(Entries from an annotation dataset)
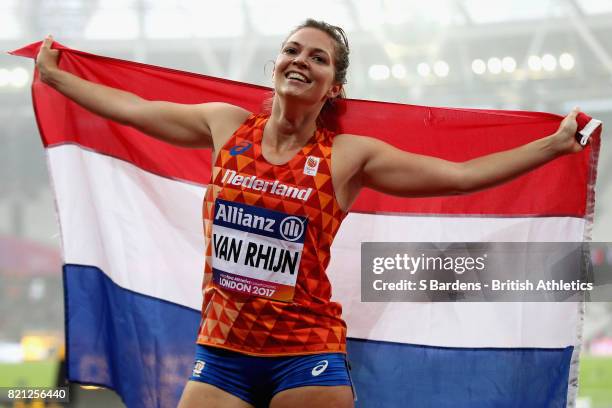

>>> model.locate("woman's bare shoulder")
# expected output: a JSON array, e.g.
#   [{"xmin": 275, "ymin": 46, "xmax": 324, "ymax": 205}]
[{"xmin": 202, "ymin": 102, "xmax": 251, "ymax": 150}]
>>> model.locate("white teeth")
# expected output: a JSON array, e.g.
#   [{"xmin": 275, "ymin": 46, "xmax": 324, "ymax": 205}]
[{"xmin": 287, "ymin": 72, "xmax": 308, "ymax": 82}]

▶ [Directions]:
Reproduce every line of the entries above, requests included, multiplying each bounding-box coordinate in the answers by 1.6 and rounding to whole numbers, with halves rounded up. Keep the requests and their sample outputs unchanged, and leave the pictures out.

▶ [Full response]:
>>> model.locate("woman's bare shoulder")
# expected output: a JSON array, e.g.
#   [{"xmin": 275, "ymin": 46, "xmax": 324, "ymax": 205}]
[{"xmin": 323, "ymin": 163, "xmax": 402, "ymax": 240}]
>>> model.locate("white teeth")
# expected output: a JSON array, e.g.
#   [{"xmin": 275, "ymin": 46, "xmax": 324, "ymax": 205}]
[{"xmin": 459, "ymin": 115, "xmax": 493, "ymax": 131}]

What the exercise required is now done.